:: Prompt A ::
According to the article on the future of healthcare, why will it become easier than ever to find therapies for individual-specific conditions? Answer in one to three sentences.
:: Prompt B ::
Translate this sentence from the article on the future of healthcare into Spanish: "Digital health is already changing the face of diagnosis and drug discovery."
:: Prompt C ::
Carry on the article on the future of healthcare from its final sentence.

:: Reading text ::
== == ==

“You cannot predict the future, but you can create it” said Drucker. For the healthcare and pharmaceutical industry, this is more relevant today than ever.

It took 300 years for germ theory to translate into antiseptic treatment. It took 30 years from the discovery of immune cells to translate into some of the most efficacious treatments against cancer. And it took just 10 months to create a vaccine for a global pandemic.

Today we stand on the cusp of a metamorphosis in medicine – where science, technology, artificial intelligence and computing power interact and intersect to diagnose, treat and shape the next stage of the future of humanity.

It has been a long time coming, but 2022 will mark the year of incubation for the technological advancements that will shape the personalisation of healthcare and therapies for the next five decades.

What could change in the next 5 years? 2022 is the foundation year for an unprecedented amount of collaborative research and innovation. As we move ahead, an integrated healthcare industry will create new ways to diagnose patients; prevention will actually become the cure; and technology will provide unprecedented levels of patient information, making it easier than ever before to find therapies to treat individual-specific conditions, or even specific individuals.

In the next decade, global healthcare will blur the lines between different segments, and even sectors. The traditional distinction between different parts of the healthcare industry – clinical practice, diagnostics, devices and pharmaceuticals has already begun to disappear. So will the barriers between innovators, service providers and technologists.

Digital health is already changing the face of diagnosis and drug discovery. In the future, new healthcare platforms will provide remote care to patients, smart sensors will monitor body chemistry and vital signs, and identify potential disease risk. Manufacturing technology will be increasingly refined and complex – but not complicated.

== == ==

:: The data ::
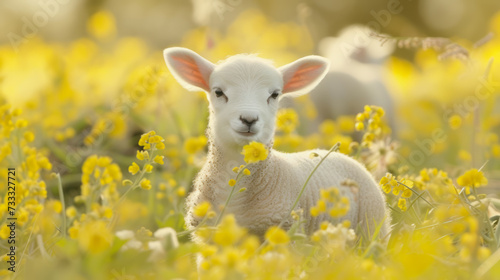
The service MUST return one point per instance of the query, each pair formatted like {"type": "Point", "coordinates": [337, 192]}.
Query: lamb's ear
{"type": "Point", "coordinates": [302, 75]}
{"type": "Point", "coordinates": [190, 69]}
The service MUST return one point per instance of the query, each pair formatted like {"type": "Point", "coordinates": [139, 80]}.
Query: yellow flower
{"type": "Point", "coordinates": [277, 236]}
{"type": "Point", "coordinates": [148, 168]}
{"type": "Point", "coordinates": [202, 209]}
{"type": "Point", "coordinates": [145, 184]}
{"type": "Point", "coordinates": [127, 182]}
{"type": "Point", "coordinates": [94, 237]}
{"type": "Point", "coordinates": [402, 204]}
{"type": "Point", "coordinates": [359, 126]}
{"type": "Point", "coordinates": [71, 212]}
{"type": "Point", "coordinates": [158, 159]}
{"type": "Point", "coordinates": [314, 211]}
{"type": "Point", "coordinates": [160, 146]}
{"type": "Point", "coordinates": [4, 232]}
{"type": "Point", "coordinates": [134, 168]}
{"type": "Point", "coordinates": [29, 136]}
{"type": "Point", "coordinates": [102, 25]}
{"type": "Point", "coordinates": [141, 155]}
{"type": "Point", "coordinates": [455, 121]}
{"type": "Point", "coordinates": [472, 178]}
{"type": "Point", "coordinates": [254, 152]}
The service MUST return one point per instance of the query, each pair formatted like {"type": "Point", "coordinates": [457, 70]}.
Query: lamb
{"type": "Point", "coordinates": [243, 93]}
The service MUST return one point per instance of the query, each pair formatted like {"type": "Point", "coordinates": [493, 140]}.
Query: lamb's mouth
{"type": "Point", "coordinates": [246, 133]}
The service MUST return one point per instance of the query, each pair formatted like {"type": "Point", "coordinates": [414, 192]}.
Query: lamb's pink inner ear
{"type": "Point", "coordinates": [303, 76]}
{"type": "Point", "coordinates": [190, 71]}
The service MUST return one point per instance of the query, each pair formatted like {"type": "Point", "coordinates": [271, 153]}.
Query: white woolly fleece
{"type": "Point", "coordinates": [246, 88]}
{"type": "Point", "coordinates": [275, 183]}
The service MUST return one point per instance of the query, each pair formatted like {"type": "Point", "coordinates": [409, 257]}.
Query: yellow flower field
{"type": "Point", "coordinates": [99, 146]}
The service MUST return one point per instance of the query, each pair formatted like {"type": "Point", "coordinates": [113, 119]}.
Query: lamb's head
{"type": "Point", "coordinates": [243, 91]}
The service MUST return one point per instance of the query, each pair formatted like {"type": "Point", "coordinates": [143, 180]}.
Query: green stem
{"type": "Point", "coordinates": [61, 197]}
{"type": "Point", "coordinates": [134, 185]}
{"type": "Point", "coordinates": [333, 149]}
{"type": "Point", "coordinates": [238, 177]}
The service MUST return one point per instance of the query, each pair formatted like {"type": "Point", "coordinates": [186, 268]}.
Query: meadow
{"type": "Point", "coordinates": [102, 145]}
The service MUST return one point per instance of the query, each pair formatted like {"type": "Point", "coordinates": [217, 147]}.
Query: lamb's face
{"type": "Point", "coordinates": [244, 95]}
{"type": "Point", "coordinates": [243, 91]}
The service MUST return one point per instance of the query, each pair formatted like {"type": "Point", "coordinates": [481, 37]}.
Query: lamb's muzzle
{"type": "Point", "coordinates": [243, 93]}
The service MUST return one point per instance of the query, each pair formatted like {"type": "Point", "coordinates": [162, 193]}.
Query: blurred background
{"type": "Point", "coordinates": [162, 23]}
{"type": "Point", "coordinates": [81, 81]}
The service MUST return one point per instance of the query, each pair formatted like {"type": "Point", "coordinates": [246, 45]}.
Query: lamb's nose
{"type": "Point", "coordinates": [249, 121]}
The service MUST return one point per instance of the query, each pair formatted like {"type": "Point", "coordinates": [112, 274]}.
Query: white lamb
{"type": "Point", "coordinates": [243, 92]}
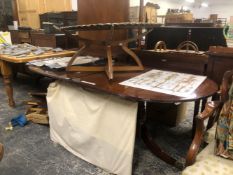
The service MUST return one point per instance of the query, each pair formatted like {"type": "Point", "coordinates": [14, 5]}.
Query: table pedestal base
{"type": "Point", "coordinates": [152, 145]}
{"type": "Point", "coordinates": [7, 76]}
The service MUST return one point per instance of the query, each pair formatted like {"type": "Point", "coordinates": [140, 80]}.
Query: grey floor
{"type": "Point", "coordinates": [29, 150]}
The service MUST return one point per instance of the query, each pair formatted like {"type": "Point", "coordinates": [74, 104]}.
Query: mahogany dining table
{"type": "Point", "coordinates": [98, 82]}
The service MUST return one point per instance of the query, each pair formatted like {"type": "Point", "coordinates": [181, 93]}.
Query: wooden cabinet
{"type": "Point", "coordinates": [174, 61]}
{"type": "Point", "coordinates": [28, 11]}
{"type": "Point", "coordinates": [220, 61]}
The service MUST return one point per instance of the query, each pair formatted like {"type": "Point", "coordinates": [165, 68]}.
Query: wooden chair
{"type": "Point", "coordinates": [201, 161]}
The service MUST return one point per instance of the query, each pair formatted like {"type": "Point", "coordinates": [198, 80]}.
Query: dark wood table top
{"type": "Point", "coordinates": [98, 81]}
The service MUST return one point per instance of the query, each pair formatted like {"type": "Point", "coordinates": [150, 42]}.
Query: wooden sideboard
{"type": "Point", "coordinates": [193, 63]}
{"type": "Point", "coordinates": [220, 60]}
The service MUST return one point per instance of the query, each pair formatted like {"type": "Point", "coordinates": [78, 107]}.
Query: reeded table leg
{"type": "Point", "coordinates": [7, 75]}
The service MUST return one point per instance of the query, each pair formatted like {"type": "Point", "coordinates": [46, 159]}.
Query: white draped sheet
{"type": "Point", "coordinates": [97, 127]}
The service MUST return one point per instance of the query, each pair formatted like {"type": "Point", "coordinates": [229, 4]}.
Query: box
{"type": "Point", "coordinates": [149, 14]}
{"type": "Point", "coordinates": [179, 18]}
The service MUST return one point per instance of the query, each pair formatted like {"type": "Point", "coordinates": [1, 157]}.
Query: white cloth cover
{"type": "Point", "coordinates": [99, 128]}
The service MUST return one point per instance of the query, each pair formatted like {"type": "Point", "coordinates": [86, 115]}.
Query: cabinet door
{"type": "Point", "coordinates": [56, 5]}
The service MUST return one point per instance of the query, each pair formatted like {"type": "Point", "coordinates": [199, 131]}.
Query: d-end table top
{"type": "Point", "coordinates": [99, 82]}
{"type": "Point", "coordinates": [28, 58]}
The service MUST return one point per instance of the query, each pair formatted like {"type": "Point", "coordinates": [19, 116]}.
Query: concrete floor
{"type": "Point", "coordinates": [29, 150]}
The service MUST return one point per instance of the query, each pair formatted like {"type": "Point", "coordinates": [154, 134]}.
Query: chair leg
{"type": "Point", "coordinates": [1, 151]}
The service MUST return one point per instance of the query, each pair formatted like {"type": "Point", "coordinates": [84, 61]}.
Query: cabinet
{"type": "Point", "coordinates": [28, 11]}
{"type": "Point", "coordinates": [174, 61]}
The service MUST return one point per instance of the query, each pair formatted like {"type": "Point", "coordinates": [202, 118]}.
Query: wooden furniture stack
{"type": "Point", "coordinates": [27, 12]}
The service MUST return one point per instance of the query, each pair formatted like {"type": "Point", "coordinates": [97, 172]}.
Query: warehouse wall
{"type": "Point", "coordinates": [224, 9]}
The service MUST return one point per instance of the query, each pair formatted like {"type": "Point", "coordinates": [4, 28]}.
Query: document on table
{"type": "Point", "coordinates": [173, 83]}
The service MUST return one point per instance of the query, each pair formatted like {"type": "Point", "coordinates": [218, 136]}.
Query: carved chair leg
{"type": "Point", "coordinates": [7, 76]}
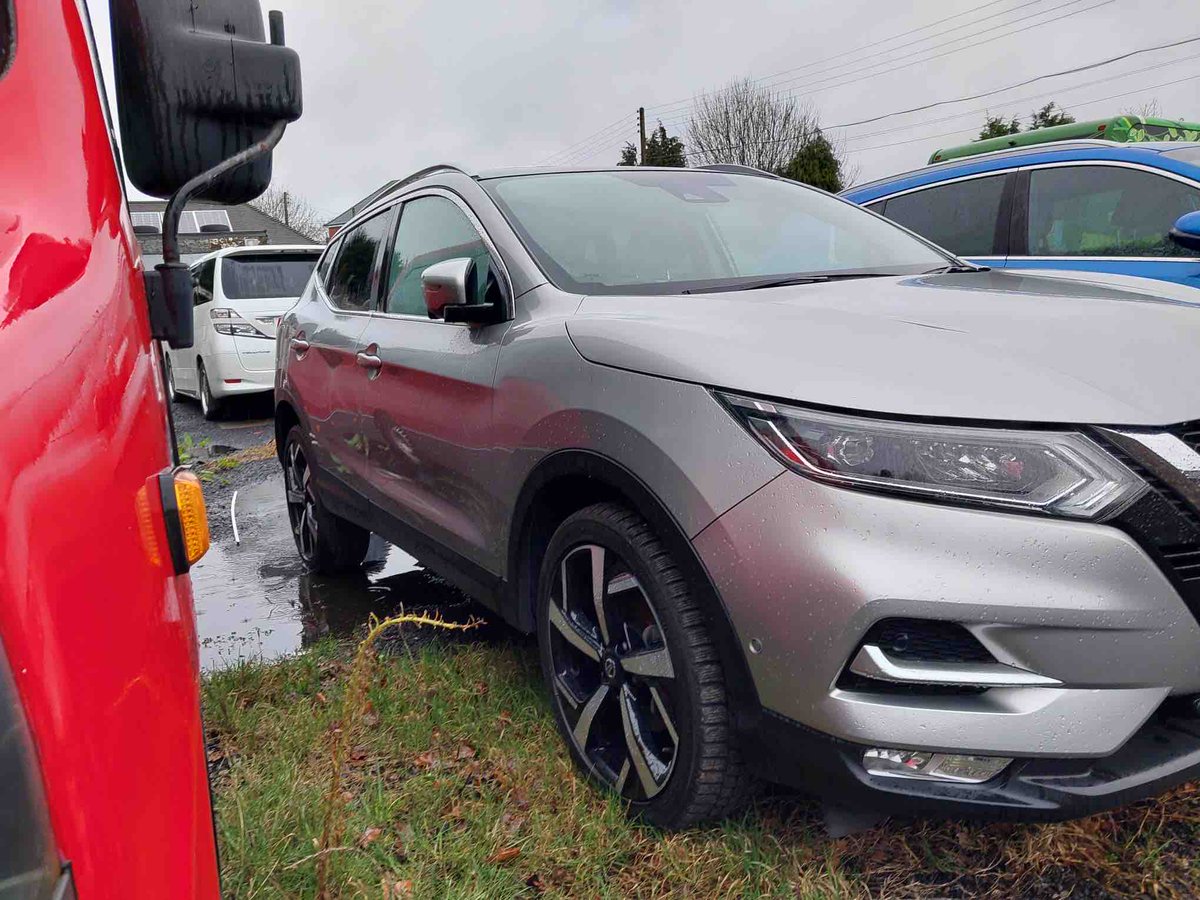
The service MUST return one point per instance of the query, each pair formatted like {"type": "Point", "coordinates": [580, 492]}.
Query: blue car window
{"type": "Point", "coordinates": [1105, 211]}
{"type": "Point", "coordinates": [960, 216]}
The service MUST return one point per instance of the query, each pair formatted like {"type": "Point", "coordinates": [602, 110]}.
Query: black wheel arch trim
{"type": "Point", "coordinates": [519, 604]}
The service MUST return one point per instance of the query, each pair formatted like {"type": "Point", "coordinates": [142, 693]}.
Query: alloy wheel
{"type": "Point", "coordinates": [612, 672]}
{"type": "Point", "coordinates": [301, 502]}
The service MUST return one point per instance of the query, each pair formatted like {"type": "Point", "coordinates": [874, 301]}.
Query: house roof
{"type": "Point", "coordinates": [243, 219]}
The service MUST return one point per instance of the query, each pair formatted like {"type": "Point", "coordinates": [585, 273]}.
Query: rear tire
{"type": "Point", "coordinates": [636, 684]}
{"type": "Point", "coordinates": [327, 543]}
{"type": "Point", "coordinates": [210, 406]}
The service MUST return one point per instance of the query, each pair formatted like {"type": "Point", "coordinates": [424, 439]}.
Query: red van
{"type": "Point", "coordinates": [103, 785]}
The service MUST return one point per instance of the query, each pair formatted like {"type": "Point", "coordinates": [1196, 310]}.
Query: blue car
{"type": "Point", "coordinates": [1089, 205]}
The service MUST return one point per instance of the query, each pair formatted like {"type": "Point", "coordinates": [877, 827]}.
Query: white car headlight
{"type": "Point", "coordinates": [1051, 472]}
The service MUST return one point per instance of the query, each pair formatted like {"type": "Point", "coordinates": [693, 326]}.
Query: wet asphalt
{"type": "Point", "coordinates": [253, 598]}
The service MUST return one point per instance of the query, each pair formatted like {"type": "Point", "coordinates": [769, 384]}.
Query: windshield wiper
{"type": "Point", "coordinates": [757, 285]}
{"type": "Point", "coordinates": [958, 268]}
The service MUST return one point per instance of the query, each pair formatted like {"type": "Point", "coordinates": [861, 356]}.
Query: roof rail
{"type": "Point", "coordinates": [417, 177]}
{"type": "Point", "coordinates": [736, 169]}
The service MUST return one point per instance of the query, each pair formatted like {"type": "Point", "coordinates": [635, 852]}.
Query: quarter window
{"type": "Point", "coordinates": [960, 216]}
{"type": "Point", "coordinates": [202, 281]}
{"type": "Point", "coordinates": [1105, 211]}
{"type": "Point", "coordinates": [327, 263]}
{"type": "Point", "coordinates": [433, 229]}
{"type": "Point", "coordinates": [351, 281]}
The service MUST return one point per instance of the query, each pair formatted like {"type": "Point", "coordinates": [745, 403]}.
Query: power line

== == ==

:: Result A ::
It will become easier because technology will provide unprecedented levels of patient information.

:: Result B ::
La salud digital ya está cambiando el rostro del diagnóstico y del descubrimiento de fármacos.

:: Result C ::
That artificial intelligence (AI) and machine learning (ML) will accelerate along the spectrum of healthcare is a given. Robotics and virtual reality have already begun and will continue to aid doctors in the operation theatre to conduct surgery with much higher precision. Sensors monitoring vital signs, triggering alerts and even treatment are already making their mark.

I am personally energised knowing that the quality of healthcare could improve exponentially, not just for the richest of nations but for all. New drug discovery will be faster than ever – it won’t take the 10 years it used to; nor will it be the province of a few famous companies or a few nations.

Moving further along the timeline into the future, possibilities become probabilities. So much of what we see today is the science fiction of a decade ago. Over the next decade, the first human organs would be grown in a lab. With advancements in nanomedicine, scientists will be able to manipulate cells at a molecular level.

As a society, greater access to healthcare will move from being not just a product of lack of poverty, to actually being an enabler to end poverty.

Tomorrow holds both power and promise. This journey into tomorrow begins today. As a German thinker once said, “Whatever you can do or dream you can, begin it; Boldness has genius, power, and magic in it”.